Steinbrück setzt SPD unter Druck

Altkanzler Helmut Schmidt empfiehlt den Ex-Finanzminister als Kanzlerkandidaten. Parteilinke sprechen von einem „Egotrip“.

Berlin. Die SPD will sich von der Debatte um eine mögliche Kanzlerkandidatur des früheren Finanzministers Peer Steinbrück nicht unter Druck setzen lassen und die K-Frage frühestens 2012 klären.

Falls es nicht zu vorzeitigen Neuwahlen komme, werde er Ende nächsten Jahres oder Anfang 2013 für den Bundestagswahlkampf einen Vorschlag machen, sagte der Parteivorsitzende Sigmar Gabriel am Montag in Berlin. Die Aussage von Altkanzler Helmut Schmidt, wonach Steinbrück in der Lage sei, eine Bundesregierung zu führen, halte er „für absolut richtig“.

Mit Blick auf einzelne kritische Stimmen vom linken Parteiflügel zur jüngsten Parteinahme des Altkanzlers für Steinbrück sagte Gabriel: „Es gibt eine große Ruhe und Gelassenheit in der Partei.“ Neben Steinbrück gelten auch Gabriel und Fraktionschef Frank-Walter Steinmeier als mögliche Kanzlerkandidaten der SPD, die inzwischen in Umfragen fast gleichauf mit der Union liegt.

Steinbrück habe in seiner Zeit als Finanzminister gezeigt, „dass Sozialdemokraten besser mit Geld umgehen können“, sagte Gabriel. Ebenso habe Steinmeier als Außenminister seine Fähigkeiten in der Bundesregierung unter Beweis gestellt. Ihre guten Sympathiewerte hätten auch damit zu tun, „dass die Menschen sich daran erinnern, dass man das Land auch in einer schweren Krise besser regieren kann als Frau Merkel mit den wechselnden FDP-Ansprechpartnern, die sie hat“, sagte Gabriel. „Das ist für die SPD eine ausgesprochen sympathische und hilfreiche Debatte“, sagte er mit Blick darauf, dass mehreren SPD-Kandidaten zugetraut wird, die Regierung zu führen.

⁂

**DIE AUFGABEN**:
• 1. Nenne alle Personen, die im Artikel über die SPD-Kanzlerkandidatur mit Namen vorkommen.
• 2. Beantworte zum Artikel über die SPD-Kanzlerkandidatur diese Fragen:
(a) Wann will die SPD die K-Frage frühestens klären?
(b) Welches Amt hatte Steinmeier in der Bundesregierung?
(c) Wie steht die SPD laut Artikel in Umfragen im Vergleich zur Union da?
• 3. Führe den Artikel über die SPD-Kanzlerkandidatur nach seinem letzten Satz weiter.

**ROHDATEN**:
⁂

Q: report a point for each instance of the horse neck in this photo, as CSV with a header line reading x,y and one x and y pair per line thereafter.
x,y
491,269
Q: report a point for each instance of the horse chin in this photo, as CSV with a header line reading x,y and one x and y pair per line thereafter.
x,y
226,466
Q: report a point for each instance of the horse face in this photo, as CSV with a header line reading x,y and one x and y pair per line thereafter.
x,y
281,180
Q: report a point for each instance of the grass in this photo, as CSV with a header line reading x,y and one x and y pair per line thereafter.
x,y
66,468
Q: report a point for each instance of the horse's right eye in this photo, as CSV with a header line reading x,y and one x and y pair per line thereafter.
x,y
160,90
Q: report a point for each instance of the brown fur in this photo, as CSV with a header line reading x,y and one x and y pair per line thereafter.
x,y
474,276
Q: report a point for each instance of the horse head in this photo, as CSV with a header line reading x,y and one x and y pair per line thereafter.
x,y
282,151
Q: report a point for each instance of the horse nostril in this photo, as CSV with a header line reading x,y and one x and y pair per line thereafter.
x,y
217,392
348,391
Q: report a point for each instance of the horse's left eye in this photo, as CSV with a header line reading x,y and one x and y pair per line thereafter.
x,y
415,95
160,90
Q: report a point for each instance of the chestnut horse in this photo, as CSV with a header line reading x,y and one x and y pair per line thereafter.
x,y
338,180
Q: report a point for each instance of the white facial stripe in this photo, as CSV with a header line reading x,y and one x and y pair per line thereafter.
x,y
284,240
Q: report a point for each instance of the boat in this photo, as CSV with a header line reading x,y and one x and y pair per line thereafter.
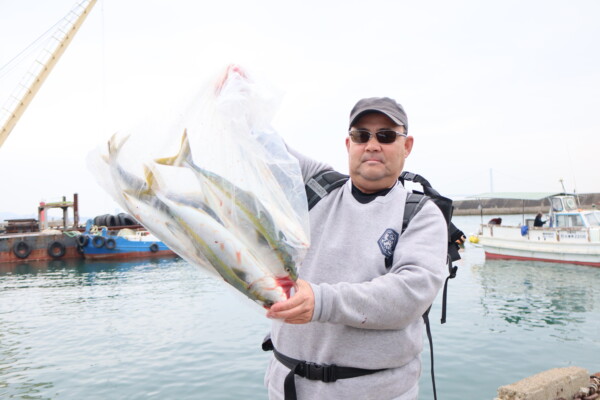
x,y
570,234
101,244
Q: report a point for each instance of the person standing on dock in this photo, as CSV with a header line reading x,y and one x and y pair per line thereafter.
x,y
354,327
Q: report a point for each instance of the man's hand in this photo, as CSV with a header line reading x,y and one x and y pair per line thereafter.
x,y
298,309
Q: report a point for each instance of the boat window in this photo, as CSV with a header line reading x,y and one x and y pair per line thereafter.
x,y
569,221
570,203
593,218
556,204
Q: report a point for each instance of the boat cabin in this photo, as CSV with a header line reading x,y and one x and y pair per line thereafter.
x,y
565,213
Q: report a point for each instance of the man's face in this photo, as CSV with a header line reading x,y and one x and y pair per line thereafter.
x,y
375,166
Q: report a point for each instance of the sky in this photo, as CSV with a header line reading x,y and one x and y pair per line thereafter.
x,y
500,95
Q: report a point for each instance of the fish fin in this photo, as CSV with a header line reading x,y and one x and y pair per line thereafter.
x,y
150,177
184,153
115,145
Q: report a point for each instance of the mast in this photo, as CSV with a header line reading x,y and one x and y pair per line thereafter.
x,y
42,66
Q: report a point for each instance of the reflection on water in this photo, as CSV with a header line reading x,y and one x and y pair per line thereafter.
x,y
125,330
536,294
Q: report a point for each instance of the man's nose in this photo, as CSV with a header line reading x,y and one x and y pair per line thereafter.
x,y
373,144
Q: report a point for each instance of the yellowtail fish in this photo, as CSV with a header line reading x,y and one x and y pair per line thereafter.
x,y
283,236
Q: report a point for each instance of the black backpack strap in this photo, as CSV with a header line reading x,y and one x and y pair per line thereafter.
x,y
428,330
414,203
322,184
312,371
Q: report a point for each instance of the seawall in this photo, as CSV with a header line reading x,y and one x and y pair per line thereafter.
x,y
509,206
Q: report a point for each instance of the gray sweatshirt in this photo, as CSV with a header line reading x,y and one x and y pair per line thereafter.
x,y
366,316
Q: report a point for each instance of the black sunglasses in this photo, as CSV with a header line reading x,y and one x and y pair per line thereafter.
x,y
384,136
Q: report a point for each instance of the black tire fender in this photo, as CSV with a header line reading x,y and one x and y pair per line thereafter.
x,y
56,249
21,249
98,241
83,240
110,243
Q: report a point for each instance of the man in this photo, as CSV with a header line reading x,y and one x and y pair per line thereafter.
x,y
350,308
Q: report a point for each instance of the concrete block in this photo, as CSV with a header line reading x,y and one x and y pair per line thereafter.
x,y
547,385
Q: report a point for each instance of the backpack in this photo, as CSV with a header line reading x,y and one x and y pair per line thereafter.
x,y
326,181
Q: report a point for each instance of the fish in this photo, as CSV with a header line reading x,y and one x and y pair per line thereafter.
x,y
230,256
269,224
188,225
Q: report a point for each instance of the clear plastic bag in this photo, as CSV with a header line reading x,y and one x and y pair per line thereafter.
x,y
219,187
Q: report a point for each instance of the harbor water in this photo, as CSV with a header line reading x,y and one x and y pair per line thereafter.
x,y
167,330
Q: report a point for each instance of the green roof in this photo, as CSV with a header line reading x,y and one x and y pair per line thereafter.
x,y
516,195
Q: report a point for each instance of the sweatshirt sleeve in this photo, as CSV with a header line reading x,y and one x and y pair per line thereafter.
x,y
399,297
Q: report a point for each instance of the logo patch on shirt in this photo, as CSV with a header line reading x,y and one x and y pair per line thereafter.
x,y
387,242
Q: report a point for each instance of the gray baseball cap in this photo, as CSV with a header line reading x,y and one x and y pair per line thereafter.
x,y
384,105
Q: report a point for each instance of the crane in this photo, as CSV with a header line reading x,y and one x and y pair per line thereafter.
x,y
42,66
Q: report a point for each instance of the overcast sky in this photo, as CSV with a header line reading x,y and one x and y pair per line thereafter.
x,y
500,95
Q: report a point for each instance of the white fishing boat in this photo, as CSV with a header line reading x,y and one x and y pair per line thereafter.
x,y
569,235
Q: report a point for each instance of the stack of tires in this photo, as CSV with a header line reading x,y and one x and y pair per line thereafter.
x,y
109,220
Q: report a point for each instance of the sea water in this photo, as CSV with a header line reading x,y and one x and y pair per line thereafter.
x,y
167,330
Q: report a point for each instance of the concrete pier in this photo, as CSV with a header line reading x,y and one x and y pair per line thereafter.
x,y
547,385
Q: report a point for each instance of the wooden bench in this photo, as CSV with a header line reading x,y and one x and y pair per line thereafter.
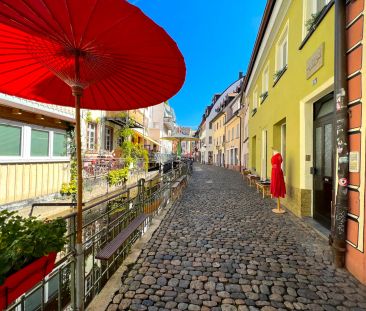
x,y
264,187
110,248
176,190
252,179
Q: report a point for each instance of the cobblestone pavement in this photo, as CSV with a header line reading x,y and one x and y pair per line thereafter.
x,y
221,248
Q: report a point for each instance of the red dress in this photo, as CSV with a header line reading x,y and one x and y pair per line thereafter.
x,y
278,187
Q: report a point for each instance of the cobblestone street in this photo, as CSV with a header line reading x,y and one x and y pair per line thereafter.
x,y
221,248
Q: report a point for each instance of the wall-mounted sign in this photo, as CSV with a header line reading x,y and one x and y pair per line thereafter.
x,y
354,162
315,62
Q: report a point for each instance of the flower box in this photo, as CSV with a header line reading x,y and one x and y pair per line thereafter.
x,y
23,280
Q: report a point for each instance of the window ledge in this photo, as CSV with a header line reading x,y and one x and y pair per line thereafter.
x,y
323,13
283,70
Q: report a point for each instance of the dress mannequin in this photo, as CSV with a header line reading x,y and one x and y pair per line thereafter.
x,y
278,187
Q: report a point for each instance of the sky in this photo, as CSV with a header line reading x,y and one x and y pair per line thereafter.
x,y
216,38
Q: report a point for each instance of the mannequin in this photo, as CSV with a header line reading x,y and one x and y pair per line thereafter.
x,y
278,187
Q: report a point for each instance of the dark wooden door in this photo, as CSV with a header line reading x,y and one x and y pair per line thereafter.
x,y
323,160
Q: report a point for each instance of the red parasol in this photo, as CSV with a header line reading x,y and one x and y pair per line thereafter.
x,y
278,187
106,51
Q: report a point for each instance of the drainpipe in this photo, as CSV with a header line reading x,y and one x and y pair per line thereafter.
x,y
240,119
340,207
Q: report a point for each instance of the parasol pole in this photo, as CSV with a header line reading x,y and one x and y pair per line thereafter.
x,y
77,92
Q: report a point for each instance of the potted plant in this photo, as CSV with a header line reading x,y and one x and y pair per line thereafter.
x,y
28,249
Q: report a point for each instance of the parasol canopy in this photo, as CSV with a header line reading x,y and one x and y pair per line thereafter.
x,y
110,49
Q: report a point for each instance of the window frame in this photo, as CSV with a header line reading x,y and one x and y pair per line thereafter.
x,y
88,136
107,127
25,145
50,144
282,39
14,157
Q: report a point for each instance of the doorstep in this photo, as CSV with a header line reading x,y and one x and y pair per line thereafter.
x,y
321,230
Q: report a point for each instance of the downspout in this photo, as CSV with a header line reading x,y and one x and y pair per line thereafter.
x,y
340,208
240,118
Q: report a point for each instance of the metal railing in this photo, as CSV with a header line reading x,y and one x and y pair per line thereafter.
x,y
102,221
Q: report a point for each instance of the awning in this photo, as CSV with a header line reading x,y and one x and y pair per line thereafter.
x,y
147,138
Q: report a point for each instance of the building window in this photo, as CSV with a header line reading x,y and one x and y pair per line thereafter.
x,y
91,136
312,9
10,140
59,145
40,143
28,142
282,52
108,138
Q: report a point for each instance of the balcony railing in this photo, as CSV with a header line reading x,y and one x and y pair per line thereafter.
x,y
103,220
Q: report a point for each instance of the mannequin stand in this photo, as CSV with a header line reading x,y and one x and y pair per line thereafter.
x,y
278,210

⁂

**ANTWORTEN JE AUFGABE**:
• 1. Peer Steinbrück, Helmut Schmidt, Sigmar Gabriel, Frank-Walter Steinmeier, Merkel

• 2.
(a) Frühestens 2012.
(b) Er war Außenminister.
(c) Sie liegt fast gleichauf mit der Union.

• 3.
Kritik an Steinbrücks Empfehlung durch Schmidt kommt von Vertretern des linken Parteiflügels. SPD-Vorstandsmitglied Ottmar Schreiner sagte der „Saarbrücker Zeitung“: „Peer Steinbrück kann seine Sachkenntnisse auch in anderen Funktionen einbringen.“ Juso-Chef Sascha Vogt sagte dem „Tagesspiegel“: „Ich verstehe nicht, was dieser Egotrip zu diesem Zeitpunkt soll. Kanzlerkandidaten werden nicht von Altkanzlern ausgerufen, sondern von der Partei bestimmt.“

Schmidt hatte am Sonntagabend in der ARD-Sendung „Günther Jauch“ bekräftigt, dass er Steinbrück für den richtigen Kandidaten halte. „Er ist einer von denen, die wirklich wissen, worüber sie reden“, sagte der 92-Jährige. Steinbrück (64) sagte, er werde sich zu der Kanzlerkandidatenfrage erst äußern, falls ihm der Parteivorsitzende Sigmar Gabriel eine entsprechende Frage stellen würde.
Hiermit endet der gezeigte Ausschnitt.